Продолжите отрывок о путешествии через Санта‑Ану, начав сразу после его последнего предложения.

• **Выбранный отрывок**
┏━━

Я немедленно полюбил Санта‑Ану: его климат был относительно мягок, его население живым и отзывчивым, и он был настолько мал, что мне не пришлось тащиться за тридевять земель, чтобы погулять по гористым окрестностям, где на склонах густой зеленью отливали кофейные плантации. Подавленных нищетой гватемальцев я счел отстраненным и замкнутым народом – и в особенности индейцев, брошенных на произвол судьбы в своей горной глубинке. Но жители Сальвадора, в частности, Санта‑Аны, в большинстве своем были энергичными, говорливыми полукровками, исповедовавшими разновидность католичества, в которой связь с небесами устанавливалась в основном через осязательный канал. В многочисленных храмах смиренные и набожные сальвадорцы непременно должны были прикоснуться к ногам скульптур их святых или другим реликвиям. А если женщина приводила в храм ребенка, то сперва опускала мелочь в церковную кружку и зажигала свечку, а потом ловила конец пояса Христа и проводила его бахромой по головке своего чада.

И тем не менее ни один из жителей этого милого городка понятия не имел о том, где у них расположен железнодорожный вокзал. От границы меня привезли сюда на машине, и после двух ночей отдыха в Санта‑Ане я вполне был готов к дальнейшему путешествию до столицы. Мое карманное расписание утверждало, что отсюда до Сан‑Сальвадора отходит поезд два раза в день, и множество людей на улицах решительно указывали мне направление, в котором должен был находиться вокзал. Но я уже немного ориентировался в городе и мог с уверенностью сказать, что там нет никакого вокзала. Должен признаться, я даже узнавал в лицо многие из узких извилистых улиц, и тем не менее вокзал продолжал оставаться загадкой. И только когда утром третьего дня я все‑таки обнаружил его в миле от отеля, в той части города, что плавно переходила во вспаханные поля и плантации, за высоким забором, с совершенно безлюдным дощатым перроном, на котором маячила одинокая фигура начальника вокзала, я понял, почему никто не знал, где он расположен. Здесь просто никто не ездил на поезде. От Санта‑Аны до Сан‑Сальвадора было проложено шоссе. «Мы ездим автобусом!» Пожалуй, это могло стать девизом всей Центральной Америки в ответ на единственный рекламный довод в пользу железной дороги: «Путешествуйте поездом – это дешево!» А еще это был вопрос скорости: на автобусе я доберусь до столицы за два часа, а поезд будет тащиться полдня.

┗━━

• **Состав данных**
┏━━

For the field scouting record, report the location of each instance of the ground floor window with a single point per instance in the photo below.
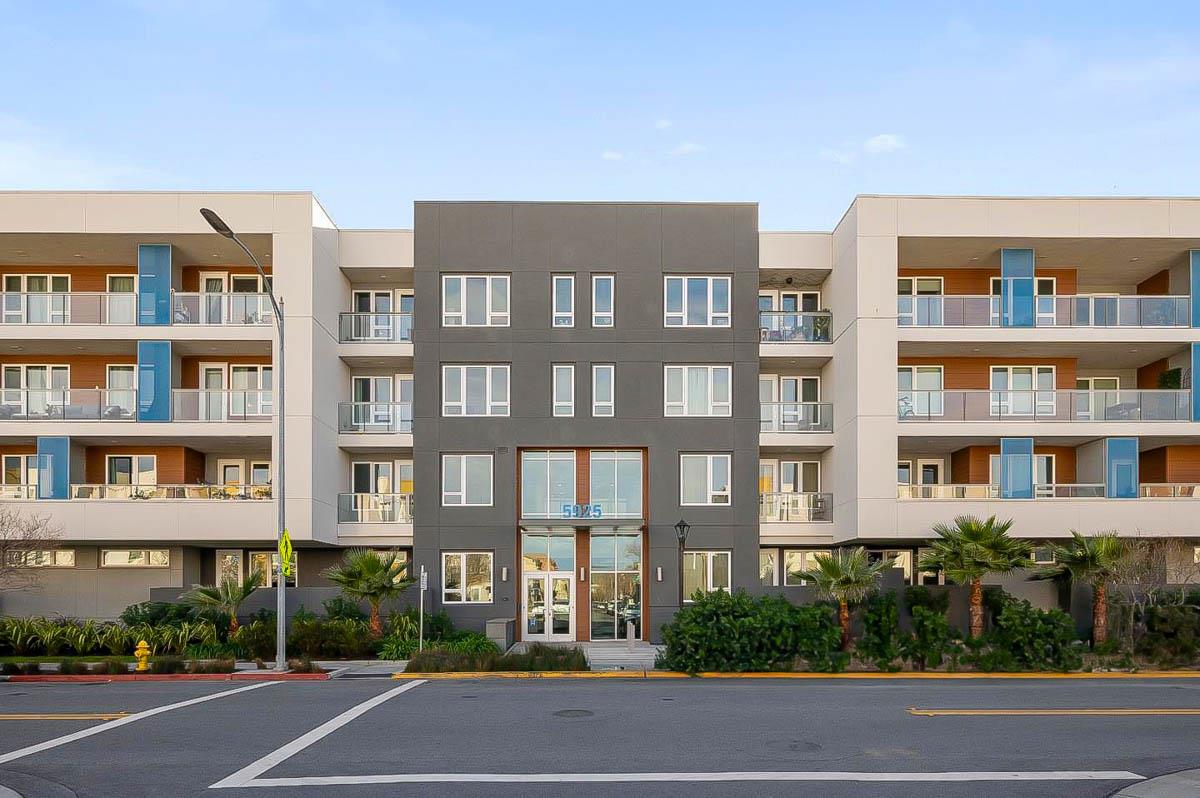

┗━━

• **Ответ**
Вокзал был похож на все, что я видел прежде. По своему архитектурному стилю он напоминал амбар, в котором сушат урожай табака где‑нибудь на просторах Коннектикута: ядовито‑зеленое дощатое сооружение под двускатной крышей, в щелях которого свободно гуляет ветер. Весь подвижной состав находился у платформы: четыре деревянных вагона и локомотив. Хотя на вагонах красовались строгие надписи первого и второго класса, они были одинаково изношенными и грязными. В голове состава красовался паровоз с коническим колпаком над трубой и площадкой для кочегара с табличкой: «Balduin Locomotive Works, Philadelphia, Pa – 110». Ему явно было «сто лет в обед», однако начальник вокзала заверил меня, что паровоз в отличной форме. Еще на той колее, что была ближе к платформе, блестел серебристой краской одинокий деревянный вагон, напоминавший вагон канатной дороги. При нем имелся собственный локомотив. Начальник вокзала заявил, что это и есть тот поезд, который идет до Сан‑Сальвадора.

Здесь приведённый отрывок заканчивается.